Instructions for the task -> The only thing to report is how many lines of the data contain the word "sleeve".

Provided data ->

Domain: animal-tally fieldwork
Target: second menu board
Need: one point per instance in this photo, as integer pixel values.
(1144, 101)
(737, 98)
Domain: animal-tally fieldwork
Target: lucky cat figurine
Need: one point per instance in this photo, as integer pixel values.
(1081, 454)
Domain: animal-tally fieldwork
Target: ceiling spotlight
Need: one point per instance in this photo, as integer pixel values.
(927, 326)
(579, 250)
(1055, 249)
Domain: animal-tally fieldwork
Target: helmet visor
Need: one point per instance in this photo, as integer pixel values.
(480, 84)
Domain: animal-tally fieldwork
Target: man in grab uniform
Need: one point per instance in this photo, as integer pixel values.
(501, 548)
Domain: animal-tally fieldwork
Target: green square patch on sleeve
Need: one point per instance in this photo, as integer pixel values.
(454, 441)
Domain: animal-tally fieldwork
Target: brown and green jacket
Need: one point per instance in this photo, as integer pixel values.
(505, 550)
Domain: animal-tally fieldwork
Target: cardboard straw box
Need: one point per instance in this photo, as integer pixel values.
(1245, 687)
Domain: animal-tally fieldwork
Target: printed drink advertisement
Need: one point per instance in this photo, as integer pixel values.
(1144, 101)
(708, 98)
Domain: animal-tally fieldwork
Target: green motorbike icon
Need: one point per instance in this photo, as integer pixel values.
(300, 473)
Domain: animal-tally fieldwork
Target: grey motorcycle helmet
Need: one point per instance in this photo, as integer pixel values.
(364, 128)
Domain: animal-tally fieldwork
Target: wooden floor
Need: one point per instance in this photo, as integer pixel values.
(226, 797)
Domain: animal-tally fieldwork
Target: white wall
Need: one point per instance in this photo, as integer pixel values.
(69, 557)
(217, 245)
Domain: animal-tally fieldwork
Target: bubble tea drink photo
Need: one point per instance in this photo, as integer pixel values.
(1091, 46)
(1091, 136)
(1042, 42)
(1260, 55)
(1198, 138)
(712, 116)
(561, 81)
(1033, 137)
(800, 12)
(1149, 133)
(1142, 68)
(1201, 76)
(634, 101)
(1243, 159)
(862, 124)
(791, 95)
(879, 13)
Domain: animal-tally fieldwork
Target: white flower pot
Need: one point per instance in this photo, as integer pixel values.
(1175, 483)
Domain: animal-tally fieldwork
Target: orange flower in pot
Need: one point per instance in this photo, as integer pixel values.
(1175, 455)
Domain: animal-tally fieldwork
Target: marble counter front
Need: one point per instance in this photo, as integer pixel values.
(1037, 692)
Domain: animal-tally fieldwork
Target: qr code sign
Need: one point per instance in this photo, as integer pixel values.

---

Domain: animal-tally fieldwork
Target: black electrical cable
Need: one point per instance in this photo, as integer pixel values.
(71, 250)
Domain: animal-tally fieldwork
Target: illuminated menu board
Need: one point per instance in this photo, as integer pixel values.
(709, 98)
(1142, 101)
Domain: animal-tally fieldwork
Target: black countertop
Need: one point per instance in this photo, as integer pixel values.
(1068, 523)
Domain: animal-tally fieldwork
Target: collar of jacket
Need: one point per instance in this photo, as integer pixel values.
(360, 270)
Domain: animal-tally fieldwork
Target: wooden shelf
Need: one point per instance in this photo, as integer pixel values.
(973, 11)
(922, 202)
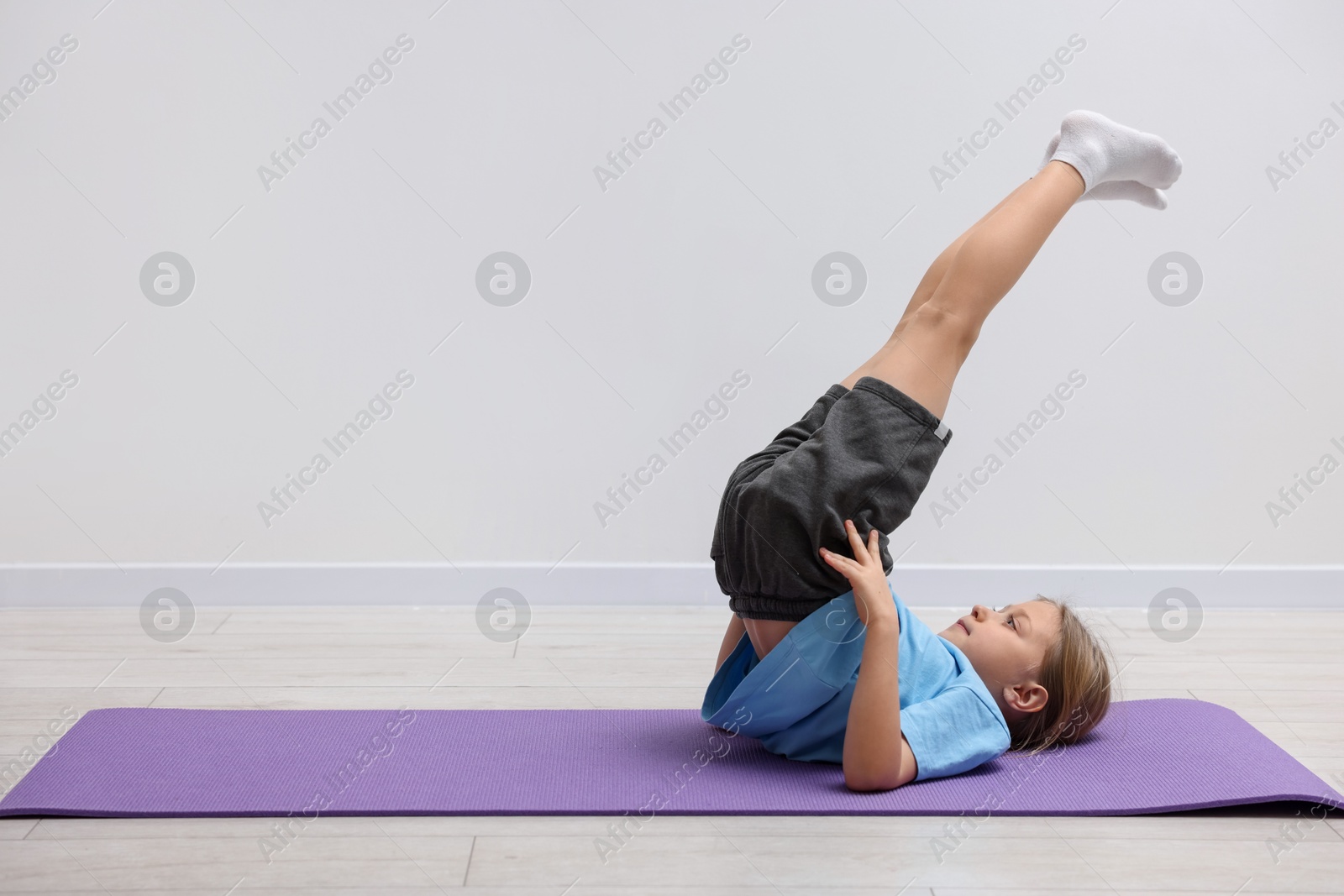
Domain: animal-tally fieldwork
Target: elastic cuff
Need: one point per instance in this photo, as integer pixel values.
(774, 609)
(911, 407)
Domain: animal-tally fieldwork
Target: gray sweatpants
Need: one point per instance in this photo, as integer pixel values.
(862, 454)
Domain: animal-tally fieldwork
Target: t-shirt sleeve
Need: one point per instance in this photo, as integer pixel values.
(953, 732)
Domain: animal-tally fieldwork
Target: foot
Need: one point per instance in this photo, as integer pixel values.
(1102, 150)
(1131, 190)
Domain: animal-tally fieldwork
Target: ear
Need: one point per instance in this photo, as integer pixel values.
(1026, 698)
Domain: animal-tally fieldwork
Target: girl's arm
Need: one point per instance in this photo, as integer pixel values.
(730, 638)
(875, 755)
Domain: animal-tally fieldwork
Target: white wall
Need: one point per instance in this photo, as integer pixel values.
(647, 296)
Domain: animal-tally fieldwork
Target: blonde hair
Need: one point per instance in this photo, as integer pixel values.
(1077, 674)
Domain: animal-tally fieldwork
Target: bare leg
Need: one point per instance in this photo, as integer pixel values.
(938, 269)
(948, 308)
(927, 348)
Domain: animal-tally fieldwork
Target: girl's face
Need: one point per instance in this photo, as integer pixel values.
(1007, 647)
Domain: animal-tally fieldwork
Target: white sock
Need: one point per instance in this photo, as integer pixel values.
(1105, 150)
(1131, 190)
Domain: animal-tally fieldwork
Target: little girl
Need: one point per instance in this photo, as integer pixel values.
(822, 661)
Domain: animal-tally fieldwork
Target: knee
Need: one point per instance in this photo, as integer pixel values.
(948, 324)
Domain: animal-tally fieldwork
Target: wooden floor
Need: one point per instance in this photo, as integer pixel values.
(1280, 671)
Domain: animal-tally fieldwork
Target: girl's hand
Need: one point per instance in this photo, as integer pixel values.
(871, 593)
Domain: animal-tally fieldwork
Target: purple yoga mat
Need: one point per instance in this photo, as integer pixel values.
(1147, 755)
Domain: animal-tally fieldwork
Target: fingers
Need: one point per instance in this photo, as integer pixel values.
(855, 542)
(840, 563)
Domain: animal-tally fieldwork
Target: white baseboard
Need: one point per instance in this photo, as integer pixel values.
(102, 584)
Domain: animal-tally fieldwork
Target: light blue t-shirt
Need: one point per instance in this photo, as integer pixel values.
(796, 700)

Output for this task -> 2